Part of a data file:
>>>

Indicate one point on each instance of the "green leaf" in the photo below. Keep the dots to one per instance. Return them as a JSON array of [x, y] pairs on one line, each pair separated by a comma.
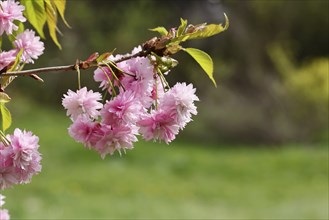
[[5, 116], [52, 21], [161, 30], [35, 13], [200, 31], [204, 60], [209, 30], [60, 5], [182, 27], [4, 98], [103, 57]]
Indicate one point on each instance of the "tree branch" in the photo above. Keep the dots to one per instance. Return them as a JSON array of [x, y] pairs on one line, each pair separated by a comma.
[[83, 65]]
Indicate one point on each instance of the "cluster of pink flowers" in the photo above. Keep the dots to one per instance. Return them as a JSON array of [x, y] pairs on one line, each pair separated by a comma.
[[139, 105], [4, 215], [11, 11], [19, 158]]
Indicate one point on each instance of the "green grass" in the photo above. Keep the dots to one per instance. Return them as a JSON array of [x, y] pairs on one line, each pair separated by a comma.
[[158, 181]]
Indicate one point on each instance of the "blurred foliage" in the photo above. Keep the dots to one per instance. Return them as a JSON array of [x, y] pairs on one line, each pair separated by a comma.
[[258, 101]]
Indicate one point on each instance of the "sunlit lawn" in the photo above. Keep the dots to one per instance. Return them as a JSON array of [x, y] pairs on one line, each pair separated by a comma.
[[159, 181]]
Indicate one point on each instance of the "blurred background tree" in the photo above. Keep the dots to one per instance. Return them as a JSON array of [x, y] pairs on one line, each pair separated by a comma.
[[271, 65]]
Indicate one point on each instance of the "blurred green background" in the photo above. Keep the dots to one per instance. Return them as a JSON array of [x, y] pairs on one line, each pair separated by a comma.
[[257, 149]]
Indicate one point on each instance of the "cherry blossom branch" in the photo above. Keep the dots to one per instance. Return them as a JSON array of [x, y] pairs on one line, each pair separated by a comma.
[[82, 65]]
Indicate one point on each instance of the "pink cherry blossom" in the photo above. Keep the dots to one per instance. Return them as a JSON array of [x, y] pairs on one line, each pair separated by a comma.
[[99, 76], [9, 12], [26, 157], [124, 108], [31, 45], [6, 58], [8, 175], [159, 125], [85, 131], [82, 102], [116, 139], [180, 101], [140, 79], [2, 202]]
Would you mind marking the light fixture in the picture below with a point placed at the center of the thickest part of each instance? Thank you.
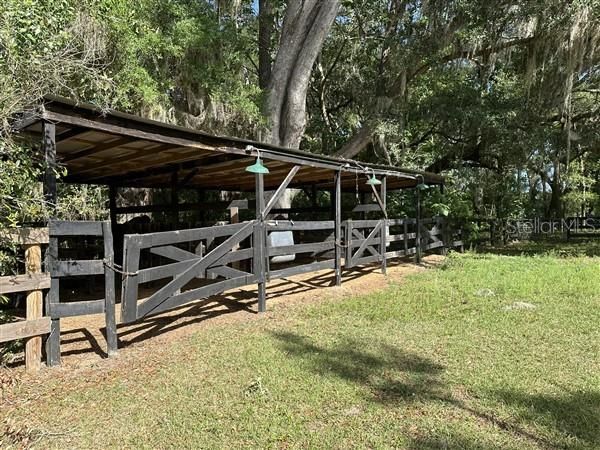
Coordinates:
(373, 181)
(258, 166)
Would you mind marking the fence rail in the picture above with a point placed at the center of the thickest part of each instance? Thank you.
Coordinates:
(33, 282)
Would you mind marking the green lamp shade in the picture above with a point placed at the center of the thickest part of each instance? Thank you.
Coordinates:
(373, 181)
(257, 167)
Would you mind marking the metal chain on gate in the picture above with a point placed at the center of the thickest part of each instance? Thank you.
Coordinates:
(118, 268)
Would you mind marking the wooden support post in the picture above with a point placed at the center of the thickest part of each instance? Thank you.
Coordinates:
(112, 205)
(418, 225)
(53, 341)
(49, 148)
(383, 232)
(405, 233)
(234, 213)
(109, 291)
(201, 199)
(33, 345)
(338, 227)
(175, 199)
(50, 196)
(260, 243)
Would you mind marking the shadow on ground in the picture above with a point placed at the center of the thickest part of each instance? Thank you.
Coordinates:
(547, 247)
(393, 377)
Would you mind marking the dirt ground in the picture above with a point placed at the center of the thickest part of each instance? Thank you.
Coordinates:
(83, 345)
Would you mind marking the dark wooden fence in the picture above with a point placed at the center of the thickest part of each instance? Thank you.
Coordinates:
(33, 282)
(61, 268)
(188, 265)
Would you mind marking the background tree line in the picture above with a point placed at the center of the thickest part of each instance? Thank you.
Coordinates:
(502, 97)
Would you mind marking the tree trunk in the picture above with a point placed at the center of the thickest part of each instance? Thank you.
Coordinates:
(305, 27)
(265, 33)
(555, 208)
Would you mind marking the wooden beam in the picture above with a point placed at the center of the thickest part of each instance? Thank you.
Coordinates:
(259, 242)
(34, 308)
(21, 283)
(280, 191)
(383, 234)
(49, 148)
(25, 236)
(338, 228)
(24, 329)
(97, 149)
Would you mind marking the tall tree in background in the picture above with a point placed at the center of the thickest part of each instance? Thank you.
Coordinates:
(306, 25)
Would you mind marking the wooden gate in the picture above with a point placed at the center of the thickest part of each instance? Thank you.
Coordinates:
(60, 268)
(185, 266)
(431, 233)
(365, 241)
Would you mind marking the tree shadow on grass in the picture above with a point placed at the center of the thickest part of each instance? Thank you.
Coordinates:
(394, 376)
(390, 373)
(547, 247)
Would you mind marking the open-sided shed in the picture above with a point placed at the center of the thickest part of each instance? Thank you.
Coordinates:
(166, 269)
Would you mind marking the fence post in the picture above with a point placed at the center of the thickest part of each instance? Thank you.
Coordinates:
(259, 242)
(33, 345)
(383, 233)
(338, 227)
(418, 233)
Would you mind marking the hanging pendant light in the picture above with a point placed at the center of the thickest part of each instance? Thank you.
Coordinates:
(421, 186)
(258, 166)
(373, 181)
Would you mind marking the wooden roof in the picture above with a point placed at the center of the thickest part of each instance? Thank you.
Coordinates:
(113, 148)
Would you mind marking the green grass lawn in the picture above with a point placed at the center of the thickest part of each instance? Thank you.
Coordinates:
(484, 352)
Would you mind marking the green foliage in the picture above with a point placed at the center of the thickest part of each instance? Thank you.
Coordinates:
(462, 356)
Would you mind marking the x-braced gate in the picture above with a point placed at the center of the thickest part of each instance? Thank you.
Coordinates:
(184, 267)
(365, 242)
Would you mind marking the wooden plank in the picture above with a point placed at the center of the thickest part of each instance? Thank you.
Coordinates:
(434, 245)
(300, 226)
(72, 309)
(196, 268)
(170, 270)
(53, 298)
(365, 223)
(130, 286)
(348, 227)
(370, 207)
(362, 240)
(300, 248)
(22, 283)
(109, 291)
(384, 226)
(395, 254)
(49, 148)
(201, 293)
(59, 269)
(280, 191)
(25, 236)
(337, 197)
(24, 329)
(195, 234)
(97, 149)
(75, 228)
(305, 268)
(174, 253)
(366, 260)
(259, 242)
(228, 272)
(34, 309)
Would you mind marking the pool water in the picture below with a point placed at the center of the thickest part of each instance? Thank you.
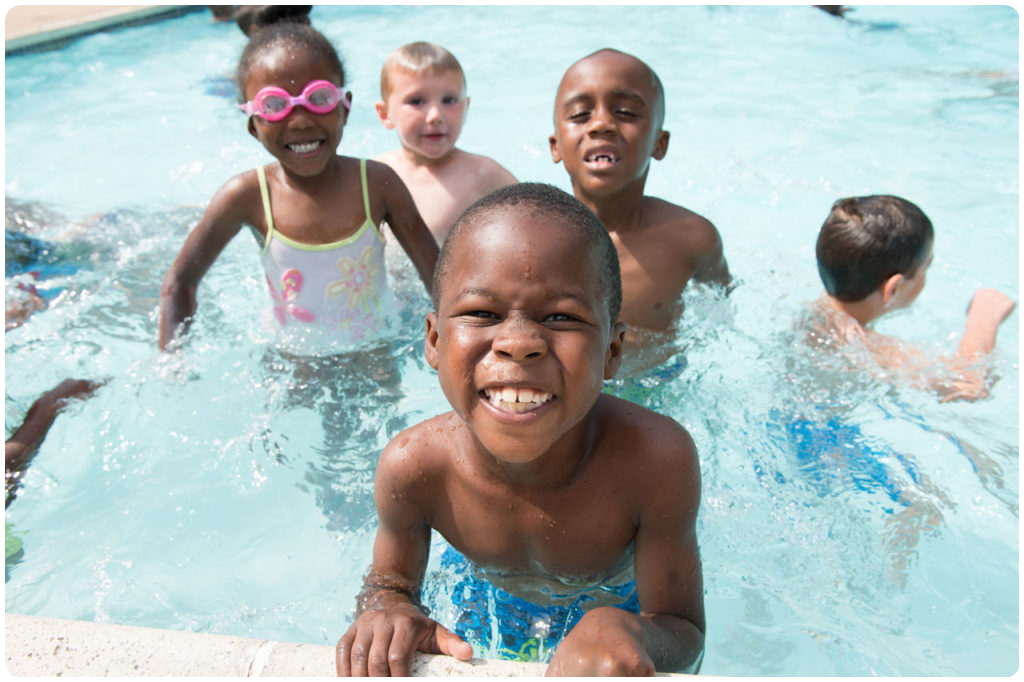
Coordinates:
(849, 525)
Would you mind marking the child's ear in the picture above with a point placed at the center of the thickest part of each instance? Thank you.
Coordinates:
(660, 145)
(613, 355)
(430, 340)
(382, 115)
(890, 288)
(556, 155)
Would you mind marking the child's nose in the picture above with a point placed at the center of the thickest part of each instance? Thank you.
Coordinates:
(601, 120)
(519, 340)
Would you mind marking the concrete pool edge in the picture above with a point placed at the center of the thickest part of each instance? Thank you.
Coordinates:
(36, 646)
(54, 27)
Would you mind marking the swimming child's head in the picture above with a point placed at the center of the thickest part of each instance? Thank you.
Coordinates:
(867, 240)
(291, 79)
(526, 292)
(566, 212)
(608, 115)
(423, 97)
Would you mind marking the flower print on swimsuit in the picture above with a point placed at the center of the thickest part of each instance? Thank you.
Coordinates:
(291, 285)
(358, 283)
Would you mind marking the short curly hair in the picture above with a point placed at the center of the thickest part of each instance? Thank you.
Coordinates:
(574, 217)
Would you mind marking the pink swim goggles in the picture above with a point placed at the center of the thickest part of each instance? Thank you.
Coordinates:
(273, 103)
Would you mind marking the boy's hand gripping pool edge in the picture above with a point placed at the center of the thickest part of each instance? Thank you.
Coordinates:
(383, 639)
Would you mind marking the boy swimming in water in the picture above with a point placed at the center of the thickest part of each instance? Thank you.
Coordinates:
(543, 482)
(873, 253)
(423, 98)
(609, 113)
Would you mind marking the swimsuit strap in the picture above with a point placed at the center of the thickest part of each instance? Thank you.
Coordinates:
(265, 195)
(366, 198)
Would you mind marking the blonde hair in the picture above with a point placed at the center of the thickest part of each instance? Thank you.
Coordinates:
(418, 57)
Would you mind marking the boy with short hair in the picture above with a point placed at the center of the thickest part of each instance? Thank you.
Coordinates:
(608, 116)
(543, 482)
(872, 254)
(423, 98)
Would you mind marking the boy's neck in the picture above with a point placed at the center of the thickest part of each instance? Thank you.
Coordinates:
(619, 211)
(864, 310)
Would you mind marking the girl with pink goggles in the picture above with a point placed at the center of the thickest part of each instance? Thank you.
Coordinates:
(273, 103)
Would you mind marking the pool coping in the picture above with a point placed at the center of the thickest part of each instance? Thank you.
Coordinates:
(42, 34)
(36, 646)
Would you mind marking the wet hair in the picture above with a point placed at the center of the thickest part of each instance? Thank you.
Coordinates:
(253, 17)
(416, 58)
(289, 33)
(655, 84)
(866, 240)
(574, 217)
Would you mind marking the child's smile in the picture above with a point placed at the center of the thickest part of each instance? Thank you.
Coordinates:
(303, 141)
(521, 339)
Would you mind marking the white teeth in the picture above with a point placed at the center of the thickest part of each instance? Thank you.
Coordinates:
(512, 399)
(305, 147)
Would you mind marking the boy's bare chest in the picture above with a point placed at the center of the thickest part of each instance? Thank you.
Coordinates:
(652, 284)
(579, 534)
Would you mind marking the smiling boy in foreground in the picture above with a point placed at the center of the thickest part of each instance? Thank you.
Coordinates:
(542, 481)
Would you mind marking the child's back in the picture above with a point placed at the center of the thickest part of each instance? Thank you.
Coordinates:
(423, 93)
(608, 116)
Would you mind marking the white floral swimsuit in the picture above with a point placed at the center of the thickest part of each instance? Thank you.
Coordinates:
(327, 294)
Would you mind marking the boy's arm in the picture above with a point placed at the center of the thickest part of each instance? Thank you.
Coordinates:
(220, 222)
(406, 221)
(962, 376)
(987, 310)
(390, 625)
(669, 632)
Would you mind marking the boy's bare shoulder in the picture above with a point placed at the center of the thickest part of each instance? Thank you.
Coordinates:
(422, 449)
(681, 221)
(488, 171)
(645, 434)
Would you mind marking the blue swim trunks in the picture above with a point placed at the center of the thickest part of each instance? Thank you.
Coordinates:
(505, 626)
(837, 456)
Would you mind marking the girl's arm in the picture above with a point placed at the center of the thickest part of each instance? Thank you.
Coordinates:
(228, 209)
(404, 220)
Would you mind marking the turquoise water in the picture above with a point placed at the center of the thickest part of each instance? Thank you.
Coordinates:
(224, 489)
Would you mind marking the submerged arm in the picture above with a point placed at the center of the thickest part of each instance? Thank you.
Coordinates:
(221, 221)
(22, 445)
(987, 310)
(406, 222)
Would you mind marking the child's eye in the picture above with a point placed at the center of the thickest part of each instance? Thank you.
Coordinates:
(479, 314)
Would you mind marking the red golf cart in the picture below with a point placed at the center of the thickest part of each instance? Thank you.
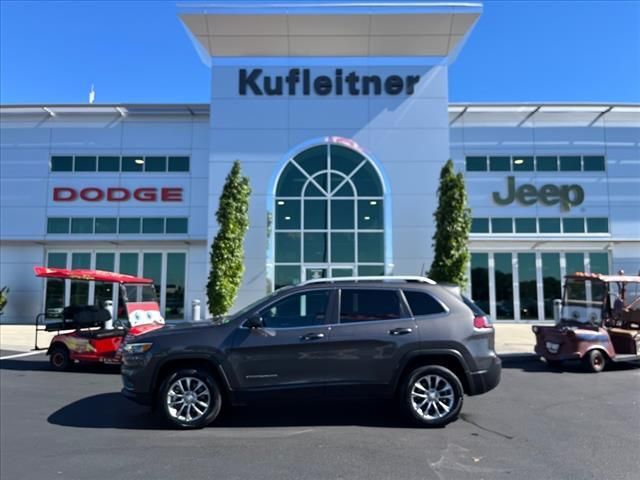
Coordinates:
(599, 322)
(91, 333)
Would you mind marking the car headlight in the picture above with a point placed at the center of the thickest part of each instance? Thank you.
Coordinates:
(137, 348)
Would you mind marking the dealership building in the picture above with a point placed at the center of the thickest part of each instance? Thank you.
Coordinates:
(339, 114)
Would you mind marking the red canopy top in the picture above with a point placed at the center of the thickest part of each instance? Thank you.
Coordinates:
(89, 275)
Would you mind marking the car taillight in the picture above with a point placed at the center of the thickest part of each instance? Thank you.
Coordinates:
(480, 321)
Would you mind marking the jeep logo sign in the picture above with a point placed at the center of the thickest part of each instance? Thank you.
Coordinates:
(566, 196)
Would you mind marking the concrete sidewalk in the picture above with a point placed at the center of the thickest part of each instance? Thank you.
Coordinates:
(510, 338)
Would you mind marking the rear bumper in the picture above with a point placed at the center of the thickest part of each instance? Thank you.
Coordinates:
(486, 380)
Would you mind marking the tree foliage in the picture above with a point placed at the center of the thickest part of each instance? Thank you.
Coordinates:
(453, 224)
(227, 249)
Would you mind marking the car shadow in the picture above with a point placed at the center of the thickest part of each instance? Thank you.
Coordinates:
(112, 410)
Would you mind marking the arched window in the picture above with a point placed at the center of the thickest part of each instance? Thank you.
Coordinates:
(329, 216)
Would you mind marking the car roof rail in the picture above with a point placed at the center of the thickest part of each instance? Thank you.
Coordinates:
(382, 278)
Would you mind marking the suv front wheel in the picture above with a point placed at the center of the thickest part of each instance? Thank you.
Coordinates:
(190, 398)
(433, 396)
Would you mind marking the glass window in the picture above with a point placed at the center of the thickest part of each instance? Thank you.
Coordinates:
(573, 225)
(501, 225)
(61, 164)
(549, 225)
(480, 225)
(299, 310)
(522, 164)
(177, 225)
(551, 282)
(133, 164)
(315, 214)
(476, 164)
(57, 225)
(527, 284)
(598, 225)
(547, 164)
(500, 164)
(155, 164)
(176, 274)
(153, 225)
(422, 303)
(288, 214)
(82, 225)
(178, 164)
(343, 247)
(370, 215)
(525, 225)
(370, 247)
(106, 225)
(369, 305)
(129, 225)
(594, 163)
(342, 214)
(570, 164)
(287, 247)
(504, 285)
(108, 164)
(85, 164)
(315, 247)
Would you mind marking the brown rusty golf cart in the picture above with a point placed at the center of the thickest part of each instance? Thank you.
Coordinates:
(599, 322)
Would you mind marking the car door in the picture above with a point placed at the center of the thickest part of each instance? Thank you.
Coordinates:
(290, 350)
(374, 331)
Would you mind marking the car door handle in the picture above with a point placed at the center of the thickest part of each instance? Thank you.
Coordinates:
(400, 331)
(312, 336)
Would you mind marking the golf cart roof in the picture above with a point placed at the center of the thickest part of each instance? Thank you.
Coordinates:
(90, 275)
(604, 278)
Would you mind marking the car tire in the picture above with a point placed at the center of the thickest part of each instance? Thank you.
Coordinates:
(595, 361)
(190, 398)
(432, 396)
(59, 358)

<<<

Exercise brief:
Rewrite the material from its first line up to and including the line with "98], [103, 57]]", switching "green leaf" to "yellow leaf" and leaving everything else unchanged. Leave the pictures out of your answer.

The completed task:
Indicate one point on each instance of the "yellow leaf" in the photo below. Keep the dots to one per instance. Return them as a JSON array of [x, y] pairs on one line, each pair separated by a comma.
[[5, 116], [52, 21], [161, 30], [35, 13], [200, 31], [204, 60], [209, 30], [60, 5], [182, 27], [4, 98], [103, 57]]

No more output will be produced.